WORK TO COMPLETE
The only thing to report is how many lines of the data contain the word "query".

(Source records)
--------------------------------

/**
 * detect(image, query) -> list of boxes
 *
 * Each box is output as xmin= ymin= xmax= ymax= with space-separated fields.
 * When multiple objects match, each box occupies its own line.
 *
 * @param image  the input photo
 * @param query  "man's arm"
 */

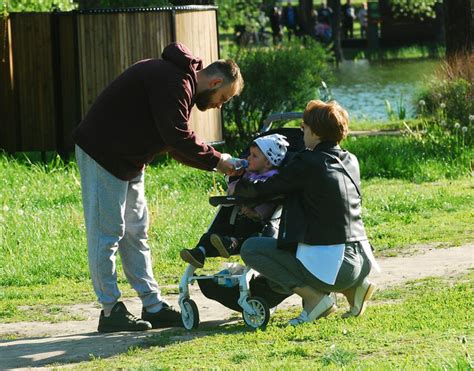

--------------------------------

OUTPUT OF THE EXERCISE
2